TEXT SECTION
========================
It makes sense to rely on the "image/webp" header and do feature detection 
instead of browser detection.

supports_webp_ variable has specific type FastWildcardGroup that allows to 
return bool values using Match function that takes White/Black lists into 
account.

bool UserAgentMatcher::SupportsWebp function returns 
supports_webp_.Match(user_agent, false);

\src\net\instaweb\rewriter\device_properties.cc contains sample usage of 
HasValue function that is available for headers analysis:

accepts_webp_ =
               request_headers.HasValue(HttpAttributes::kAccept, kContentTypeWebp.mime_type()) ?
                kTrue : kFalse;

So, I think we can use HasValue function to return bool value from SupportsWebp 
function basing on request headers values.

There is also separate webp-related parameter supports_webp_lossless_alpha_ 
that is handled the same way as supports_webp_ now. Not sure is it possible to 
define required value of this parameter using current headers.

There is also the following code:

const char UserAgentMatcher::kTestUserAgentWebP[] = "test-user-agent-webp";
// Note that this must not contain the substring "webp".
const char UserAgentMatcher::kTestUserAgentNoWebP[] = "test-user-agent-no";

but as I can see these variables are not used. However, in case it would be 
necessary to update them, we can place headers values instead of the hardcoded 
strings. This should work as accepted headers of client that does not support 
webp wouldn't contain "webp" substring.

Original issue reported on code.google.com by evgeny.a...@akvelon.com on 29 Aug 2014 at 6:34

@GoogleCodeExporter
Copy link
Author

Hi.

Can you clarify what enhancement you are asking for?

Original comment by jmara...@google.com on 29 Aug 2014 at 12:06

  • Changed state: RequestClarification

@GoogleCodeExporter
Copy link
Author

Hi,

I'm asking for the following enhancement:
replace useragent-based detection if client supports "image/webp" format with 
client accept header-based detection.
This should allow to remove white/blacklists for webp and requirement to 
support these lists up to date for every new version of each useragent

Original comment by v-evg...@microsoft.com on 29 Aug 2014 at 12:19

@GoogleCodeExporter
Copy link
Author

Hi,

mod_pagespeed checks both user agent and "Accept: image/webp" header to 
determine whether the browser supports WebP. User agent is used because it 
describes the capability of browser more accurately. WebP is an evolving 
format. When WebP was introduced, it only supports lossy opaque format. Then it 
added support to lossless format and alpha format. Now it also supports 
animated format. Old browsers that were compiled with the old WebP library 
can't display the newer formats. By checking the user agent, we can know 
exactly which formats of WebP the browser support so we can rewrite the image 
to the best format.

On the other hand, some browsers started to send out "Accept: image/webp" 
header when they supported lossy opaque format, the first version of WebP. 
Therefore, to avoid sending WebP of newer version to browsers compiled with 
older WebP library, we have to only use lossy opaque format, if we only checks 
"Accept" header. Some browser, such as the builtin Android browser, doesn't 
send out "Accept: image/webp" header, although it does support lossy opaque 
WebP. Therefore, by only checking "Accept" header we can't take adavantage of 
full potential of WebP.

That being said, in some use cases (such as in place resource optimization) we 
can't rely on user agent and must use "Accept" header, so we need both.
========================
ENTRIES PROVIDED
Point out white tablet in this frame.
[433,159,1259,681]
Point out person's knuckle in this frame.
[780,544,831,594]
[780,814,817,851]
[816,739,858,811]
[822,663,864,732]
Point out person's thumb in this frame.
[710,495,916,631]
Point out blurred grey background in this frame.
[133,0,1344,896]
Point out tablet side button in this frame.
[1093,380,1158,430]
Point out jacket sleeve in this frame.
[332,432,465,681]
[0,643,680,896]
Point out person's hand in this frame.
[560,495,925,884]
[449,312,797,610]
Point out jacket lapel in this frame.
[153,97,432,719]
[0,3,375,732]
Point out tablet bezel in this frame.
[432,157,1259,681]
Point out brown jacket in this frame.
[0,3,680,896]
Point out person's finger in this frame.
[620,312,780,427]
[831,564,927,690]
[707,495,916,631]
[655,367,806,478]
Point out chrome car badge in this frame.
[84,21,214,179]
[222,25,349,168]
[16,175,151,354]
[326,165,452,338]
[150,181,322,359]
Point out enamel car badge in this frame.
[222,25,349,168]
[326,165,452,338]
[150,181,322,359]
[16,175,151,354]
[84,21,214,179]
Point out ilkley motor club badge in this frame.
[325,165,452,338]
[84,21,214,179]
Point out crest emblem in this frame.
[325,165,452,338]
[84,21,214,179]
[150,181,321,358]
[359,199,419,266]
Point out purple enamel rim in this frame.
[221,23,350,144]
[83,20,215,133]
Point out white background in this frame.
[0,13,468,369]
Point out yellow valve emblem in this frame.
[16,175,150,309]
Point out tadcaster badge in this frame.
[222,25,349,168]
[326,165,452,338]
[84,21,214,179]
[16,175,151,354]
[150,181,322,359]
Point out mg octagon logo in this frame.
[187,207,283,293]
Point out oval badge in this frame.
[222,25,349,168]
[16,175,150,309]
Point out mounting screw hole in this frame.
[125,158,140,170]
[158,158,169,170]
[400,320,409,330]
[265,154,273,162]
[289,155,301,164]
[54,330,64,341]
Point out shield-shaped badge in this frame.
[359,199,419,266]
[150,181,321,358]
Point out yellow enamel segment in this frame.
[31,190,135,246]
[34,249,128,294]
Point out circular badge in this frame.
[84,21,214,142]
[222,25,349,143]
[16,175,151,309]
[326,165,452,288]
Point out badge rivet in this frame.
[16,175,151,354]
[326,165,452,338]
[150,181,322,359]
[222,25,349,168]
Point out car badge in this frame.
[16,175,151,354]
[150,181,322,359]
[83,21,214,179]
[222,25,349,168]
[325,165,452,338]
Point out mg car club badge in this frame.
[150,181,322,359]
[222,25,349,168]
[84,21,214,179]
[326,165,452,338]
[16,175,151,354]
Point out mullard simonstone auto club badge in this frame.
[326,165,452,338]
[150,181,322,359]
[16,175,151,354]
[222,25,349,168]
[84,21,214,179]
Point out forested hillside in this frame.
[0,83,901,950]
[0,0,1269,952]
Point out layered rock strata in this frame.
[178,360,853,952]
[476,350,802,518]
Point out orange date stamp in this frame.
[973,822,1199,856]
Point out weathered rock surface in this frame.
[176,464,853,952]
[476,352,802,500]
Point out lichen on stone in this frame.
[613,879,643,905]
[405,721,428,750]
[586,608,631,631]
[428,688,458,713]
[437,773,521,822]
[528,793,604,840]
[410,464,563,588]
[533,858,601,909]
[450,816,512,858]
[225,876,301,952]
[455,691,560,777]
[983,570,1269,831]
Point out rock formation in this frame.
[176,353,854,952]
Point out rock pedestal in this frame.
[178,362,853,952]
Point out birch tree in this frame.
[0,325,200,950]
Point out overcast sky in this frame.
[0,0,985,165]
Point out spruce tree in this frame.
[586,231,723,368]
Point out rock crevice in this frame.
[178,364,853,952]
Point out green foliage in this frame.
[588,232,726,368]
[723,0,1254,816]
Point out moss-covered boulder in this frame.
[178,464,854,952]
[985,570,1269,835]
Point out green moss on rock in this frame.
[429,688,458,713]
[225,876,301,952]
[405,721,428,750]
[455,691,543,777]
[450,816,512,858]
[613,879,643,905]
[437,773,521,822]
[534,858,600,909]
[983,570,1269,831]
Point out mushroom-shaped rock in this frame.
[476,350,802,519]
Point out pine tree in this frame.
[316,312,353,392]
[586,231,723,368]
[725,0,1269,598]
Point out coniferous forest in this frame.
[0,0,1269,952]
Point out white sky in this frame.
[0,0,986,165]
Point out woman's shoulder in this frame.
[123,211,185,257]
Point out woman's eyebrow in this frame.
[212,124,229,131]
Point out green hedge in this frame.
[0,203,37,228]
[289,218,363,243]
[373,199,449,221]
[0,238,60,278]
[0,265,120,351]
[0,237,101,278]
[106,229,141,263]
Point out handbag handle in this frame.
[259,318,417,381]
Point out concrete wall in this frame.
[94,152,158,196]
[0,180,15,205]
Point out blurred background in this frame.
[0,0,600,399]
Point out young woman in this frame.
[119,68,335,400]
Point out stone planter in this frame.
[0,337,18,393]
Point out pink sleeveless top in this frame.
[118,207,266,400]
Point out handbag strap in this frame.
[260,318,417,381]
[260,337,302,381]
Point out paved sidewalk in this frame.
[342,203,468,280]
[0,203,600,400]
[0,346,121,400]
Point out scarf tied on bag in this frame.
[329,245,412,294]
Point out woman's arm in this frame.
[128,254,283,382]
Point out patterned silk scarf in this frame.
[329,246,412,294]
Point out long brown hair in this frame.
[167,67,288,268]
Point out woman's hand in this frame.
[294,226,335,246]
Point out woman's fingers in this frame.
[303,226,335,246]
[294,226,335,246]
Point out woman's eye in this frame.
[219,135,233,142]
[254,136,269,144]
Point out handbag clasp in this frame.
========================
LIST OF TASKS
1/ In the WebP detection thread, which browser supports lossy opaque WebP but does not send the "Accept: image/webp" header?
2/ Extend the WebP detection thread, starting after its last sentence.

OUTPUTS IN ORDER
1/ The builtin Android browser.

2/
In the code, merging WebP support from user agent and "Accept" header is in
"DeviceProperties::SupportsWebpRewrittenUrls()" in "device_properties.cc".

Variables "kTestUserAgentWebP" and "kTestUserAgentNoWebP" are used in tests, 
for example in "\src\net\instaweb\rewriter\in_place_rewrite_context_test.cc".

Original comment by hui...@google.com on 29 Aug 2014 at 12:58

@GoogleCodeExporter
Copy link
Author

[deleted comment]

@GoogleCodeExporter
Copy link
Author

Hi - can you give specific examples of IE UA strings that are being served webp 
images?  We want to make sure we're actually covering the real use cases here.  
I see an impractically-large regex on the cited web page, but no actual UA 
strings.

Original comment by jmaes...@google.com on 11 Sep 2014 at 5:25

@GoogleCodeExporter
Copy link
Author


Thanks for the question. I think we are less concerned about one specific 
string and more about future-proofing against database / pagespeed logic 
changes.

Changes made now to pagespeed now may not necessarily get deployed to sites for 
some time. This means that each time a new UA string is modified it won’t be 
lit up on the web until we not only have to wait for the change to get into the 
module, but then for that module to get updated / deployed across the web. This 
lags the web behind and fragments it for everyone. We’d love for this library 
to help prevent this type of future fragmentation by doing feature detection 
rather than UA sniffing. We are recommending that the logic be changed to first 
do feature detection (looking for the Accept header), and then use UA 
refinement to handle what types of WebP formats are accepted.

We understand that some older browsers that might support WebP don’t 
necessarily send the Accept header. If you served original content to those 
browsers, you still wouldn’t be inadvertently breaking the site’s content 
by misidentifying a browser and sending WebP content. On the other hand, if you 
keep the code/logic as it exists now, sites would be broken in new UAs until 
Pagespeed accepts a change and those changes are deployed. This would happen in 
a rather fragmented fashion.

If this looks good to you, we could submit a patch.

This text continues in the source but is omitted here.